### EXERCISE SET
• a. Answer these questions about the text on the Biggert hydrogen amendment:
(i) Who wrote the amendment jointly with Biggert?
(ii) At which laboratory did Biggert talk to scientists?
(iii) What need did the Committee's hearings highlight?
• b. Can you copy the text on the Biggert hydrogen amendment word for word, from "Today's mark-up followed" to "on foreign oil."?

Biggert Fuels Hydrogen Research: Science and Technology Committee Approves Biggert amendment to energy storage R&D bill

Washington, DC - U.S. Representative Judy Biggert (R-IL-13) today secured passage of a key amendment supporting research on hydrogen as a potential storage medium for energy. The amendment, which was authored jointly by Biggert and Representative Bob Inglis (R-SC-4), added hydrogen to a list of energy storage technologies that will be explored by the Department of Energy under H.R. 3776, the Energy Storage Technology Advancement Act of 2007. Both the amendment and the bill passed by voice vote during this morning's mark-up in the House Committee on Science and Technology.

"After talking to scientists at Argonne National Laboratory, it was clear that hydrogen could be an efficient energy storage medium, just like compressed air or flywheels," said Biggert, a senior member of the Science and Technology Committee. "Solar, wind, and renewables could be used to produce hydrogen through electrolysis - hydrogen that is later used by fuel cells to produce electricity."

Today's mark-up followed hearings by the Committee highlighting the need for improved energy storage systems for both stationary and vehicular applications. According to Biggert, these technologies would not only improve the efficiency and reliability of America's power plants, but they are a key component for increasing the viability of hybrid cars and trucks that consume less gasoline, produce fewer greenhouse gas emissions, and reduce America's dependence on foreign oil.

"Hydrogen has so much potential to not only transform how we produce and use energy, but also how we store energy. This amendment recognizes that potential, and makes an investment in the research and development needed to realize that potential," said Biggert. "If we can develop technologies to safely, efficiently, and economically store energy, so much of our future energy demand could be met without expanding energy supplies or investing in new energy infrastructure."

### PROVIDED MATERIAL
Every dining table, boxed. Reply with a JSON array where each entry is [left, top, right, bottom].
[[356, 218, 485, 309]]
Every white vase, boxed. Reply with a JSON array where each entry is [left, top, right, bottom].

### SOLUTIONS TO THE TASKS
• a.
(i) Representative Bob Inglis (R-SC-4)
(ii) Argonne National Laboratory
(iii) The need for improved energy storage systems for both stationary and vehicular applications

• b.
Today's mark-up followed hearings by the Committee highlighting the need for improved energy storage systems for both stationary and vehicular applications. According to Biggert, these technologies would not only improve the efficiency and reliability of America's power plants, but they are a key component for increasing the viability of hybrid cars and trucks that consume less gasoline, produce fewer greenhouse gas emissions, and reduce America's dependence on foreign oil.